To be done:
a) In the passage on Aleppo, reproduce word for word the stretch from "Ibn Khaldun, the" through "of the system.".
b) Using the passage on Aleppo, explain in one to three sentences why the city seemed calm before the armed conflict.
c) According to the passage on Aleppo, how much did Syrian cities grow from 2000 to 2010?

Article:
----------

Aleppo had been relatively calm before then but it had not been at peace before the conflict, as many think. Small demonstrations took place in marginalized neighborhoods and the University of Aleppo; tensions were rising and had been for some time. The appearance of calm before the armed conflict was due to the regime’s decades-old alliance with the cities’ tribal and business elite. It may have kept the city from rising up but it was also why rural rebels eventually brought the conflict to the city.

Ibn Khaldun, the 14th century philosopher and historian, described a circulation of hardened rural warriors who swept into cities to remove the soft, corrupt elites there. In turn the warriors softened like those they removed from power and in turn were removed. Aleppo’s conflict came about in part because of a massive decline in living standards in the countryside, due to drought (see The Aleppo Project paper Drought in Syria), the failure of the government to respond to water shortages and because of policies since 2000 that created an economy of urban cronies while ignoring the countryside. That drove migration to cities – Syrian cities grew by 50 percent from 2000-2010 – and the new arrivals started to see the inequalities of the system.

While the vocabulary of the Syrian war consists of sectarian conflict, ethnic division, religious hostilities, conspiracy theories and extremism, some of the underlying drivers of the conflict, including class divisions and the rural-urban divide don’t often appear in the analysis. And yet going back to the 1960s and 1970s, almost every conflict or uprising across the Middle East was preceded by a massive movement of people to cities.

----------

Record extracts:
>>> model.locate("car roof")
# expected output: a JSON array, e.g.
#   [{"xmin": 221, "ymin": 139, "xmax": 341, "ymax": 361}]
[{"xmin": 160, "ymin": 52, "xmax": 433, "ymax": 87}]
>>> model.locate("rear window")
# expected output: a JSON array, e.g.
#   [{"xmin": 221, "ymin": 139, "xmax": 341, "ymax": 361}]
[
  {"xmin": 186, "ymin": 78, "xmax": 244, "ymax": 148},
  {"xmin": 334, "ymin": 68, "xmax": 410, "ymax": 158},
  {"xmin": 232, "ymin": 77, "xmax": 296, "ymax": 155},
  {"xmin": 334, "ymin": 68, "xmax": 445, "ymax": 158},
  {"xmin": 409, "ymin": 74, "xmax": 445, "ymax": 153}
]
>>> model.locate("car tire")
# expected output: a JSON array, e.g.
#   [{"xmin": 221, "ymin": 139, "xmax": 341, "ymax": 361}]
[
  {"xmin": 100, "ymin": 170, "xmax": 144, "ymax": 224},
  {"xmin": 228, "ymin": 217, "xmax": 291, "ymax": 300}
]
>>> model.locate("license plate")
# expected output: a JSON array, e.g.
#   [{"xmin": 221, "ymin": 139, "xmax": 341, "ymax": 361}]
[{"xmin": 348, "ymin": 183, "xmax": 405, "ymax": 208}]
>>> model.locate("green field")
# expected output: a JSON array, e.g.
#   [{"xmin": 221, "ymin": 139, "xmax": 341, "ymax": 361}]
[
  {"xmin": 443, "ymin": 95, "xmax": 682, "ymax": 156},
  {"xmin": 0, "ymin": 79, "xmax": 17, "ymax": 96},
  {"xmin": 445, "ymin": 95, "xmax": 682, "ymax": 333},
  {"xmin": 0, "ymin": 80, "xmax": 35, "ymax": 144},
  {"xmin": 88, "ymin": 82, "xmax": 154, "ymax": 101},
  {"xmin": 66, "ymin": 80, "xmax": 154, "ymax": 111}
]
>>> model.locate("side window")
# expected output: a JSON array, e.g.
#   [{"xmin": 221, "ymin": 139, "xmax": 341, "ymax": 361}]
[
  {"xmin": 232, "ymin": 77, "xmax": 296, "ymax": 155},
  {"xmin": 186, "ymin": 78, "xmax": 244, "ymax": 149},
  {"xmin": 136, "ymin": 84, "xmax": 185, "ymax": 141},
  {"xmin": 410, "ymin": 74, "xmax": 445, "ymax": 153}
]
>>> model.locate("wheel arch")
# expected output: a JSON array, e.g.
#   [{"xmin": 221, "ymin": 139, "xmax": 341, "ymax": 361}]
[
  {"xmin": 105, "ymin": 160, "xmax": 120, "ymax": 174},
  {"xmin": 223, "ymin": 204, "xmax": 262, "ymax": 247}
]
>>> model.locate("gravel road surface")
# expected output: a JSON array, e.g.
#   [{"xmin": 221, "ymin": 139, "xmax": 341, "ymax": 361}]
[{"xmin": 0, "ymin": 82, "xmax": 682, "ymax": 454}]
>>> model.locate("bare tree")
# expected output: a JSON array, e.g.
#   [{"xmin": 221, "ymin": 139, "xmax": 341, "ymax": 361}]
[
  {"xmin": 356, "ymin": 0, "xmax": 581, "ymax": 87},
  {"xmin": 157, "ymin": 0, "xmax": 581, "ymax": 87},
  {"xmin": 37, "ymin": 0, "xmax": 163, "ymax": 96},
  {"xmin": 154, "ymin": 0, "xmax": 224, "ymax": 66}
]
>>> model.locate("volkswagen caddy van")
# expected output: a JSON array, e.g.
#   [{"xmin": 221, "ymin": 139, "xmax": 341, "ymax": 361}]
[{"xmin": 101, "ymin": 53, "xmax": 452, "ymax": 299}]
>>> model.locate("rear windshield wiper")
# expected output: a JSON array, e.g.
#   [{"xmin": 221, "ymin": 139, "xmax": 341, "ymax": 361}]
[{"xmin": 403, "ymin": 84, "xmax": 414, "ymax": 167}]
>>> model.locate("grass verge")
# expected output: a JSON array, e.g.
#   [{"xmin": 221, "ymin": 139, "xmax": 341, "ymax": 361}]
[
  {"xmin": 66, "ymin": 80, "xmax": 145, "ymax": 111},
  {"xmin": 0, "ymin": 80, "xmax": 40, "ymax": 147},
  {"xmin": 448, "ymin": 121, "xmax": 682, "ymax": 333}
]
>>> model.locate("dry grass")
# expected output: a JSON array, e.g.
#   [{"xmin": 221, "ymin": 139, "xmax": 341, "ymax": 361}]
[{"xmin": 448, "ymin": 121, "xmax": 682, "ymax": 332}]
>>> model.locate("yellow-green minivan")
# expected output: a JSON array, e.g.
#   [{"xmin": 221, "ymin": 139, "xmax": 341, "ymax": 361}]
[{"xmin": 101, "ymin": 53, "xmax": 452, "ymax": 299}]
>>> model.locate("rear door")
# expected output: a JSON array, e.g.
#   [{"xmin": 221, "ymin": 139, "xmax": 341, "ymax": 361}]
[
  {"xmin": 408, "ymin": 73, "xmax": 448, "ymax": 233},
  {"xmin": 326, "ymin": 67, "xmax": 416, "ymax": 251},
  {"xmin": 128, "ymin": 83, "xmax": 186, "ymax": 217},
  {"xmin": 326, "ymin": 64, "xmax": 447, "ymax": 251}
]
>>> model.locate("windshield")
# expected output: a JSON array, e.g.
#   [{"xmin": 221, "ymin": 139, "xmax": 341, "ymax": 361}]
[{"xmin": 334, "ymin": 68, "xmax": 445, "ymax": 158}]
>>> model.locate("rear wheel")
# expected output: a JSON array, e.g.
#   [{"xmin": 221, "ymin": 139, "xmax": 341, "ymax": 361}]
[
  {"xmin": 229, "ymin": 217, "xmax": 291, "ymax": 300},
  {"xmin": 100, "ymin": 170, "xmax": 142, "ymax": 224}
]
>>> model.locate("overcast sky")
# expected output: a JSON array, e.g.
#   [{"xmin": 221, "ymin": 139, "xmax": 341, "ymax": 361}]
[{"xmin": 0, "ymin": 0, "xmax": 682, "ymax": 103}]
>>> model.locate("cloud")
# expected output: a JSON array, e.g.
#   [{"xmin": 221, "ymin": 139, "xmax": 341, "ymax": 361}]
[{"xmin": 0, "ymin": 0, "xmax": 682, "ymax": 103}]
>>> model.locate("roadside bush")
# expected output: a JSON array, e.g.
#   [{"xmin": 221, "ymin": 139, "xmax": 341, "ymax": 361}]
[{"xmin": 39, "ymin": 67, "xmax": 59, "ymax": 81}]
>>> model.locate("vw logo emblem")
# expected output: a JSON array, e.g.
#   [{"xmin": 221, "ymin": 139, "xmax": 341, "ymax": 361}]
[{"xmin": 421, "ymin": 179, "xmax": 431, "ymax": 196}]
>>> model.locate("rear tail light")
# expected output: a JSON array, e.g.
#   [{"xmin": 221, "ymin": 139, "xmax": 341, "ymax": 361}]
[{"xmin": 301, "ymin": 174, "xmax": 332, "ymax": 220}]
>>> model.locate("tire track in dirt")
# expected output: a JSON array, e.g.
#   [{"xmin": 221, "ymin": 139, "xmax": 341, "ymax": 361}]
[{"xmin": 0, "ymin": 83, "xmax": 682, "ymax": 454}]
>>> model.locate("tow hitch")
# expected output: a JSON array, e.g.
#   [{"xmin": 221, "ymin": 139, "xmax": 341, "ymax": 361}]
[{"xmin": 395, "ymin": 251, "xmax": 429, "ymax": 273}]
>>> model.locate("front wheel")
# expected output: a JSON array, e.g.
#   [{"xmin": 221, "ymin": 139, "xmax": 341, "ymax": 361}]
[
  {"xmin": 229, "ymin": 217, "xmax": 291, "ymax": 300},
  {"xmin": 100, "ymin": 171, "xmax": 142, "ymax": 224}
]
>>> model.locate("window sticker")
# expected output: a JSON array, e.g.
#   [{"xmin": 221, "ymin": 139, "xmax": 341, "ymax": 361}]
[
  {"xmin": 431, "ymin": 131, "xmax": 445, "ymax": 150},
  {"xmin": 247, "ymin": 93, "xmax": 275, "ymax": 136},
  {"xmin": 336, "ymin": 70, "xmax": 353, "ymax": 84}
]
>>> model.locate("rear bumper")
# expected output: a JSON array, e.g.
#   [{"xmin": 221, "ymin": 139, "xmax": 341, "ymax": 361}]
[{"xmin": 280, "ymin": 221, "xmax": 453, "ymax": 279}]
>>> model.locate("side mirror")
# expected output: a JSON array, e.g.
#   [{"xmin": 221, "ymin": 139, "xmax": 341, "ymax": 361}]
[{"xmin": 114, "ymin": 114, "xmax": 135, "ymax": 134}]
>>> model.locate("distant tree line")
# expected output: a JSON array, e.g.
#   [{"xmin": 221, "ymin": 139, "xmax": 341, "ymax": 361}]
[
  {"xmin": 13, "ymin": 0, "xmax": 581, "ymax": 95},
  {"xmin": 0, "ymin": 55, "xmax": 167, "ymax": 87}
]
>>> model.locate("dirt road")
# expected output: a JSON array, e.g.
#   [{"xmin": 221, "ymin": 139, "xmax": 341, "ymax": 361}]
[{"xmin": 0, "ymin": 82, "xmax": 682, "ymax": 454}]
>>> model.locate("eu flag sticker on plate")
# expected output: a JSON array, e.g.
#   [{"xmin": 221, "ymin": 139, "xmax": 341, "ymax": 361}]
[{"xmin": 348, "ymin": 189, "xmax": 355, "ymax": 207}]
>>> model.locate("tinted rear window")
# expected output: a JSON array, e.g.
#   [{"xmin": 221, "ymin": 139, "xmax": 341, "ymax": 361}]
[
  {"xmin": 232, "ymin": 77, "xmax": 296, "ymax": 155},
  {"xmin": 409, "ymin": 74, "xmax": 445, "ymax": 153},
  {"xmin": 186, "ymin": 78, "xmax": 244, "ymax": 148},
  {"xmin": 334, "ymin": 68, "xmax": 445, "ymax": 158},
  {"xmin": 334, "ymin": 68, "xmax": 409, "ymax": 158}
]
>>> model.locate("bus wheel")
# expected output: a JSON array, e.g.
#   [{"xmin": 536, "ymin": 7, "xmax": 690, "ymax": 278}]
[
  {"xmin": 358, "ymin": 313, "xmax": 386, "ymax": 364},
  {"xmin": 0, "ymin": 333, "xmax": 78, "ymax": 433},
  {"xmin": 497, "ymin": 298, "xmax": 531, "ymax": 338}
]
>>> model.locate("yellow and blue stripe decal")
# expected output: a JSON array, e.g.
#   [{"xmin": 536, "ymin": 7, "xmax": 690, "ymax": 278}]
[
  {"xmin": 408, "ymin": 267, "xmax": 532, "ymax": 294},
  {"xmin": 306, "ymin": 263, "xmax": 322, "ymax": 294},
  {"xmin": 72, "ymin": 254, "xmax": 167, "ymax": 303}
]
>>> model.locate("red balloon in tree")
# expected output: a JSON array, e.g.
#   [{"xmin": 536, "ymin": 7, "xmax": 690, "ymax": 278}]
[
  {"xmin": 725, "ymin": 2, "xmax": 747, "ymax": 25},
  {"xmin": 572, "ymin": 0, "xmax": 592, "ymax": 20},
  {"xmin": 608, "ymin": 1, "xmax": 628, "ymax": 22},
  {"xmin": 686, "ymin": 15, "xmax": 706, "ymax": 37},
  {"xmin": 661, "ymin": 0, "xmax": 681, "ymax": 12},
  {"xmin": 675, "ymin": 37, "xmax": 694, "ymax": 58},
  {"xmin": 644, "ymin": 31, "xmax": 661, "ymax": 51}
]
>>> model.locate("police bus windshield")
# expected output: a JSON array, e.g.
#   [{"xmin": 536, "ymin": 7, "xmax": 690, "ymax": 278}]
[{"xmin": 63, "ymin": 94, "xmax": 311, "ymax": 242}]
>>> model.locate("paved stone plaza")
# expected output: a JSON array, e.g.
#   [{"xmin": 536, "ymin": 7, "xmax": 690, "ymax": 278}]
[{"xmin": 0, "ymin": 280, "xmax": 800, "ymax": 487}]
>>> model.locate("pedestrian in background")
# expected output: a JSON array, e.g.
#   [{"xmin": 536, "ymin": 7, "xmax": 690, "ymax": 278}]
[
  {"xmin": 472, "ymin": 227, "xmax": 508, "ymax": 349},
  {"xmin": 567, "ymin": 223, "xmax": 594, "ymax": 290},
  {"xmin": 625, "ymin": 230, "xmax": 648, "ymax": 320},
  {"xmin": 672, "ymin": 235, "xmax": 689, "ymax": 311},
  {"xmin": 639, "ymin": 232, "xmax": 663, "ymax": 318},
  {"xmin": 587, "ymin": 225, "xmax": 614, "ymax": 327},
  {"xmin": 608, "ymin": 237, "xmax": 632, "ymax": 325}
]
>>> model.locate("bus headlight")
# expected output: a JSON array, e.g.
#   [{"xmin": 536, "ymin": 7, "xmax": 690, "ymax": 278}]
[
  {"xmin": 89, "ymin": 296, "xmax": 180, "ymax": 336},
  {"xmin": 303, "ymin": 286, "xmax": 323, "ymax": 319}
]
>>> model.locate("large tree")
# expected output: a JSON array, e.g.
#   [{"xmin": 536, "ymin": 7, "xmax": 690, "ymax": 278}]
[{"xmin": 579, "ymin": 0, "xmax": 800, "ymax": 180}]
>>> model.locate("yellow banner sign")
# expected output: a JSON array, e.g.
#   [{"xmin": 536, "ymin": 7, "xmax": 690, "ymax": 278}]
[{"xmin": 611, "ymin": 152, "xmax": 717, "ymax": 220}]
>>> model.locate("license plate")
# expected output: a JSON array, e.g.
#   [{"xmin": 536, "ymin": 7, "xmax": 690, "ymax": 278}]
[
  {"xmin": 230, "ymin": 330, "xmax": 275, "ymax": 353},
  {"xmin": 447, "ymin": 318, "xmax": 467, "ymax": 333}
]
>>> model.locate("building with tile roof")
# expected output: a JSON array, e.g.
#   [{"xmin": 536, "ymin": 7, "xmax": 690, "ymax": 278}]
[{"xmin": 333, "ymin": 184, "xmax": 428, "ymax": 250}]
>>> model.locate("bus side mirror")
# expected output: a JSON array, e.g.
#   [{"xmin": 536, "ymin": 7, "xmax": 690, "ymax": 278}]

----------

Correct answers:
a)
Ibn Khaldun, the 14th century philosopher and historian, described a circulation of hardened rural warriors who swept into cities to remove the soft, corrupt elites there. In turn the warriors softened like those they removed from power and in turn were removed. Aleppo’s conflict came about in part because of a massive decline in living standards in the countryside, due to drought (see The Aleppo Project paper Drought in Syria), the failure of the government to respond to water shortages and because of policies since 2000 that created an economy of urban cronies while ignoring the countryside. That drove migration to cities – Syrian cities grew by 50 percent from 2000-2010 – and the new arrivals started to see the inequalities of the system.

b) The calm came from the regime's decades-old alliance with the city's tribal and business elite. That alliance may have kept Aleppo from rising up, but it is also why rural rebels eventually brought the conflict into the city.

c) They grew by 50 percent.